Saved entries
▶
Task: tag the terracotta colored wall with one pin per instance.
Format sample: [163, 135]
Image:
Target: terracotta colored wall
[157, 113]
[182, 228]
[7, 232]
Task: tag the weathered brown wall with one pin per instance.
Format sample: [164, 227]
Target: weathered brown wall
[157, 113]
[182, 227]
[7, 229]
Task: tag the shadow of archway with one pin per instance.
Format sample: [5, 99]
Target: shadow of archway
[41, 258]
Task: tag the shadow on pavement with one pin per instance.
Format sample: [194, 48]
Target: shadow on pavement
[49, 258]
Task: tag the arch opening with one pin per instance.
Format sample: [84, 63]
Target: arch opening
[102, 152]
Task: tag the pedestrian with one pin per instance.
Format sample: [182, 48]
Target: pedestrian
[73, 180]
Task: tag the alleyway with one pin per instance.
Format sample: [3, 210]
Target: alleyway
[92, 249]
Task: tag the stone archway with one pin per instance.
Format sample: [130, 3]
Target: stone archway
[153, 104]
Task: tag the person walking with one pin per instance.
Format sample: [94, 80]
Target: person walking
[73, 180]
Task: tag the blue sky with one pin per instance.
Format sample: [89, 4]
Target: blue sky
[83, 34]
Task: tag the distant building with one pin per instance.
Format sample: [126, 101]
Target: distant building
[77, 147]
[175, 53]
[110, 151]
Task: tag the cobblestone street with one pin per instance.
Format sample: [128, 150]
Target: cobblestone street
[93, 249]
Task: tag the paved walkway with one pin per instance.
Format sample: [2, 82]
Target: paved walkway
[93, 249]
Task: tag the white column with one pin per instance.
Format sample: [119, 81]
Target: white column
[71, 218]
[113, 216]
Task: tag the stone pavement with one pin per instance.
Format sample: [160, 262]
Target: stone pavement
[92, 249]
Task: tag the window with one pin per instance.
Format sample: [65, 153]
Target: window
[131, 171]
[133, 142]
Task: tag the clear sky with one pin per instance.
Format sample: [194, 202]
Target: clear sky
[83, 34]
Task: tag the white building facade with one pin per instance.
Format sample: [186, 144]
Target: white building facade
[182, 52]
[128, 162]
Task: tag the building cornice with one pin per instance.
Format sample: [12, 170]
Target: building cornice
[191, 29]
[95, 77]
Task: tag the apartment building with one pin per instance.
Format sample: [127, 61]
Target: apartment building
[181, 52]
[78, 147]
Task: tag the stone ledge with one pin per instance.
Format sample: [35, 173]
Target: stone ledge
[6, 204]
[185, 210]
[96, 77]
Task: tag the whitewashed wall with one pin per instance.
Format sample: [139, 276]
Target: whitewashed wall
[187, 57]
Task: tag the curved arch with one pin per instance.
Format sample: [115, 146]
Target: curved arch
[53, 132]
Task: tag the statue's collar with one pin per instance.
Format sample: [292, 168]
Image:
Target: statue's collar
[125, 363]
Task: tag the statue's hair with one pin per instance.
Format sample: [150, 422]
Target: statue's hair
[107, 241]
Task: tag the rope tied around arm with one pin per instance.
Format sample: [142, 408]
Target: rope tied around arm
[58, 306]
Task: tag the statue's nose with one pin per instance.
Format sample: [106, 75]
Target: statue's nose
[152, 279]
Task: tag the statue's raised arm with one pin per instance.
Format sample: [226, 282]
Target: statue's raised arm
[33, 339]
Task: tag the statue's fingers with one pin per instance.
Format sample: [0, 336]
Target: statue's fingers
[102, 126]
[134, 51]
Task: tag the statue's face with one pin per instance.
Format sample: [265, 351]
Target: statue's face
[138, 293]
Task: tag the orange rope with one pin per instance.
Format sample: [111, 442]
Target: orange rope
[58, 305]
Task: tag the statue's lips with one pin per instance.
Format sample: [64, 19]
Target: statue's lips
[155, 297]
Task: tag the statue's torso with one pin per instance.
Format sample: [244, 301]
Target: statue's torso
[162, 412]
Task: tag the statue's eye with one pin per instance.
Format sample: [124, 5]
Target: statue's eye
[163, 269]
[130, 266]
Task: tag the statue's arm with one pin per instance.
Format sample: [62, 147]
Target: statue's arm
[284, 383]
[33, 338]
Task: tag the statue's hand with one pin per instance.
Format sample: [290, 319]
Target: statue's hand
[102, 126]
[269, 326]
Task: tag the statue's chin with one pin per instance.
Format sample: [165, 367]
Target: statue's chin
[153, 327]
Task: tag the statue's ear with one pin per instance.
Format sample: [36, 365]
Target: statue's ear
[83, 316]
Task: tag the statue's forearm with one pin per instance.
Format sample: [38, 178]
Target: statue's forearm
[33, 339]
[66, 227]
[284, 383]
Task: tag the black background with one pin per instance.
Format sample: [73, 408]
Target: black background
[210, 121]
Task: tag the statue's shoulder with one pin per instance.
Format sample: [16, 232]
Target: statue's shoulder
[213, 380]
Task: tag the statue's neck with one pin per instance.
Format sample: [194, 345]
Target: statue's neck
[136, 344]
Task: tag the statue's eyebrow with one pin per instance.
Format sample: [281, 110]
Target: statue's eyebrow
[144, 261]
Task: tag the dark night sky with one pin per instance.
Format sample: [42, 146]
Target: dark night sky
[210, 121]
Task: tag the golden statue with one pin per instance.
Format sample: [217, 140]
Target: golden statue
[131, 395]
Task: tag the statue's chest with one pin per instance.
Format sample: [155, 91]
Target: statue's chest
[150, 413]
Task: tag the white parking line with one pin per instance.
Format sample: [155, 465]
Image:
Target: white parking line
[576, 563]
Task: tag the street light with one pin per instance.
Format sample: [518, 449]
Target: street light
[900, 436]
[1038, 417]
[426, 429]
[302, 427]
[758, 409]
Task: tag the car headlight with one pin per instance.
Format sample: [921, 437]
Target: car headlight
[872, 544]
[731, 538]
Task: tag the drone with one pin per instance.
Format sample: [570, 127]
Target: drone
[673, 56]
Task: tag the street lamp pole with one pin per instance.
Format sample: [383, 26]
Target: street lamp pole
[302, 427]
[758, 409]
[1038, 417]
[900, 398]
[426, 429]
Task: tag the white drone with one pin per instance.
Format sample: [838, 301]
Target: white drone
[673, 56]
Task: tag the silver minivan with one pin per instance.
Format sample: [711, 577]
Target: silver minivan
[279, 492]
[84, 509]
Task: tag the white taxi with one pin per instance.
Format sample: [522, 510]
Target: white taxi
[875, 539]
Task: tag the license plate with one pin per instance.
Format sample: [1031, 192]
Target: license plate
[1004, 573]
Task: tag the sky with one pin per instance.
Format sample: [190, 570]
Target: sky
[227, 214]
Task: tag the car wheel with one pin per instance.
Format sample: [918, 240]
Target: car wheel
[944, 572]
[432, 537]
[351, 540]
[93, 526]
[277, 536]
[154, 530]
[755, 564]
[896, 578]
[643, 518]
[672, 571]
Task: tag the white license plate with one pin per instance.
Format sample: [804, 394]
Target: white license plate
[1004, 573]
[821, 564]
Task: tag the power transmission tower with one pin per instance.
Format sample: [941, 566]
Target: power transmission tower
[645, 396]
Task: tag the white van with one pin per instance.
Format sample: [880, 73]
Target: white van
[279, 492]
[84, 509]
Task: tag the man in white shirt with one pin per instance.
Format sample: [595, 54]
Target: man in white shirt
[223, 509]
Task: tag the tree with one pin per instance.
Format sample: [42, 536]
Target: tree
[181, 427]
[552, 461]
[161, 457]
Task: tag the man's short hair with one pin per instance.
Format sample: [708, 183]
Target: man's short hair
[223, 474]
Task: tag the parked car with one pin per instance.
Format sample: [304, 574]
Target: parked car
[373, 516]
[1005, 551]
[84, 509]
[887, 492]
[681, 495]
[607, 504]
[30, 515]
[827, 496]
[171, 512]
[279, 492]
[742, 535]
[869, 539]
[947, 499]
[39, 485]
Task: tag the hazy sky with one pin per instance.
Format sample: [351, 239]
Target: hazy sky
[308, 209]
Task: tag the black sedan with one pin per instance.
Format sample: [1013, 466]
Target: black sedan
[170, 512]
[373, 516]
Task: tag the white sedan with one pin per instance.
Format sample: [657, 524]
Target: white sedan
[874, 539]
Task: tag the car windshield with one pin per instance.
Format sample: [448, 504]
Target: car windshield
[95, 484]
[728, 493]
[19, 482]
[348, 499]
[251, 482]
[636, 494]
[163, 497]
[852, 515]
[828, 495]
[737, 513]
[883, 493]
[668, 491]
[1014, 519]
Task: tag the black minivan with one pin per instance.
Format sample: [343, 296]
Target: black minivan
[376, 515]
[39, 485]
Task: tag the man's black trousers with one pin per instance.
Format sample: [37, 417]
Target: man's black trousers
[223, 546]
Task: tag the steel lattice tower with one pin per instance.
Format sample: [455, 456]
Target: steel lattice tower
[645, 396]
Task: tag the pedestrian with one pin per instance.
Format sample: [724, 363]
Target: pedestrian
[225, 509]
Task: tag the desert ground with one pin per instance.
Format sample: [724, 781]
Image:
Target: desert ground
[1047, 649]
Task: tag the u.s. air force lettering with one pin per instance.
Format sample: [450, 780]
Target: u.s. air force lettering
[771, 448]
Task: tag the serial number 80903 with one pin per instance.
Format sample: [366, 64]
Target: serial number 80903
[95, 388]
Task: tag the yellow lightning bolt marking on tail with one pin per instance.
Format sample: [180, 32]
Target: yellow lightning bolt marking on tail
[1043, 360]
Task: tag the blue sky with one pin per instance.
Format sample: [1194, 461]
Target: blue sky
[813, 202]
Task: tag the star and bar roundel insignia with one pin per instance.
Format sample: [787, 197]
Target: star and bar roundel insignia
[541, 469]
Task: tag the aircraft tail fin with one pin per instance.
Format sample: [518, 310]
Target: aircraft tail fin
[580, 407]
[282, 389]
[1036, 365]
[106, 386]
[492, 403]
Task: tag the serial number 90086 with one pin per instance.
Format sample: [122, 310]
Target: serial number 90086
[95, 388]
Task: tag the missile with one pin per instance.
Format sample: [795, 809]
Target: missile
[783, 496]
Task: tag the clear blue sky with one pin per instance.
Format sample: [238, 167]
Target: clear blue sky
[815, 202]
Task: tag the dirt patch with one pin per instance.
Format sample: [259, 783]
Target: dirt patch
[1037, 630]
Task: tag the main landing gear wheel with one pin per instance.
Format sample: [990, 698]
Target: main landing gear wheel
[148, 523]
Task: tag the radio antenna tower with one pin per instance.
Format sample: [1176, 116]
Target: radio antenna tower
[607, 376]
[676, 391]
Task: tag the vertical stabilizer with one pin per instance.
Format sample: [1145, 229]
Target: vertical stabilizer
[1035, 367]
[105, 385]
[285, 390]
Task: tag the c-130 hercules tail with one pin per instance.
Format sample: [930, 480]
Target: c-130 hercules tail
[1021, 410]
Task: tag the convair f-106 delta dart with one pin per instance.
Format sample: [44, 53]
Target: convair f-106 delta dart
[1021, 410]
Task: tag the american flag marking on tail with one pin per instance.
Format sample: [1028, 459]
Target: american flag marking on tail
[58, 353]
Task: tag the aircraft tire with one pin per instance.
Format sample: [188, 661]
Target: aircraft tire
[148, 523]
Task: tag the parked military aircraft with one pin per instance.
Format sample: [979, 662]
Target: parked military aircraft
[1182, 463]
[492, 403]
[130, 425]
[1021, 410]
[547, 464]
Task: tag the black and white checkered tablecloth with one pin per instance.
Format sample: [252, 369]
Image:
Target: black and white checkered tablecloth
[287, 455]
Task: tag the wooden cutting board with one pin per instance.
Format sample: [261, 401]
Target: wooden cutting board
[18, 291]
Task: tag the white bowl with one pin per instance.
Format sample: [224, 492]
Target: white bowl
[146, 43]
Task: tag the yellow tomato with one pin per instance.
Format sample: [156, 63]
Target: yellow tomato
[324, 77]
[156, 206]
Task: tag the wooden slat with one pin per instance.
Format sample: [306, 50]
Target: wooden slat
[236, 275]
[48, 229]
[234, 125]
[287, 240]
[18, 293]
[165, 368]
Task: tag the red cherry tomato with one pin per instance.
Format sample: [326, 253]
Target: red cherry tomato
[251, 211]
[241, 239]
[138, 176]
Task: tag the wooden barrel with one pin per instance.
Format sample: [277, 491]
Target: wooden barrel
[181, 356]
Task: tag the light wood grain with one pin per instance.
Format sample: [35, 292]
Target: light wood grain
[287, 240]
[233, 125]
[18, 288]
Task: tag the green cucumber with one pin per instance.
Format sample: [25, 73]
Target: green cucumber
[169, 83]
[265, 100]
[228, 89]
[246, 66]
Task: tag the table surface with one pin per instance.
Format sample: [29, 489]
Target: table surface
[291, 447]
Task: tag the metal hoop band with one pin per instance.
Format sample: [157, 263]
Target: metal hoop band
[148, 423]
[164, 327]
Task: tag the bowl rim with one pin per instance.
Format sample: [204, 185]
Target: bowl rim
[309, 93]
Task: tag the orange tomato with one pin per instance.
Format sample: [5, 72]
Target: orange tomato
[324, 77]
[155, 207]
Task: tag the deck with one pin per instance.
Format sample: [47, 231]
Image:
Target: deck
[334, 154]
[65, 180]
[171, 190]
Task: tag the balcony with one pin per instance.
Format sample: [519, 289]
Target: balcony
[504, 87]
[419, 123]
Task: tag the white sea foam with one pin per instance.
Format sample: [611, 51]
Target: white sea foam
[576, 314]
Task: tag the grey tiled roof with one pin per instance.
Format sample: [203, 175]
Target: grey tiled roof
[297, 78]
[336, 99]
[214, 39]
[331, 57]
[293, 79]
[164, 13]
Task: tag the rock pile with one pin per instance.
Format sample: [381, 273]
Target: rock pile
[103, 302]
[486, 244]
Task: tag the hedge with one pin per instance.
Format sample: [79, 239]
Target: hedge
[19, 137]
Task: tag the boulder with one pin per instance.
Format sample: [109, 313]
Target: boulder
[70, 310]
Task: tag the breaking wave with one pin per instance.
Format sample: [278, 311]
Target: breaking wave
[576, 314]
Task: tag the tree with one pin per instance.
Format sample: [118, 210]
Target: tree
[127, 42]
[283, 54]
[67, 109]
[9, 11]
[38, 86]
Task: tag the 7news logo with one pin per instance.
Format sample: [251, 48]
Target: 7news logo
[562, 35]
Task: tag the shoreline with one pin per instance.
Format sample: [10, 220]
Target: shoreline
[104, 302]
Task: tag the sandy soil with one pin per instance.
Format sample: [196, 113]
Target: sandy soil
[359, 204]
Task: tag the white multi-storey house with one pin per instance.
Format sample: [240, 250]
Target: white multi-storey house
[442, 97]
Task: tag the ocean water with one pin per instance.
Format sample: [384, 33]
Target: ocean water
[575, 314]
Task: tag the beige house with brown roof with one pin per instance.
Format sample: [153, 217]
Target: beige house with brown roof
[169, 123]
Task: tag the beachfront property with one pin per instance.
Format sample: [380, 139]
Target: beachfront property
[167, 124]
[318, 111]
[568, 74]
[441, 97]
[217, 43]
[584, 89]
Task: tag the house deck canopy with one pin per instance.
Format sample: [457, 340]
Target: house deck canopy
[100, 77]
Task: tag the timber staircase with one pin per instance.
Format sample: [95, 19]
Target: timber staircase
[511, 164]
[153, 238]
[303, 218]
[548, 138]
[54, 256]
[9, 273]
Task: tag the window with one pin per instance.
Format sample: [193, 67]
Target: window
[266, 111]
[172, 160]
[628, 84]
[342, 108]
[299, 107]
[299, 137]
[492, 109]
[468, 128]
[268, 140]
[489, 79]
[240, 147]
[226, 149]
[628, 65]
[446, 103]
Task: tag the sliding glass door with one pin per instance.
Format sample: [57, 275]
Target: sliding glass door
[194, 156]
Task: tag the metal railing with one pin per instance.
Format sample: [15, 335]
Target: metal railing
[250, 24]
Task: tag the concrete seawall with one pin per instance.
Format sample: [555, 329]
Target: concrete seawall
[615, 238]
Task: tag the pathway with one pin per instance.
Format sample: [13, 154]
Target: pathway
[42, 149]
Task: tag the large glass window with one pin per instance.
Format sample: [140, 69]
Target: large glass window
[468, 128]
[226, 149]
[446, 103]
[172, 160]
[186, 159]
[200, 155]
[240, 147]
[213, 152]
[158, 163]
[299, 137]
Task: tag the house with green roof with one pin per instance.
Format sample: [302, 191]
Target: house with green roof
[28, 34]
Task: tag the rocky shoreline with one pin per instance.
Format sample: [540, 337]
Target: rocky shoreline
◀
PROBLEM DESCRIPTION: Across the entries above, state how many lines include the string "rocky", with no other text.

SOLUTION FOR THIS EXERCISE: 2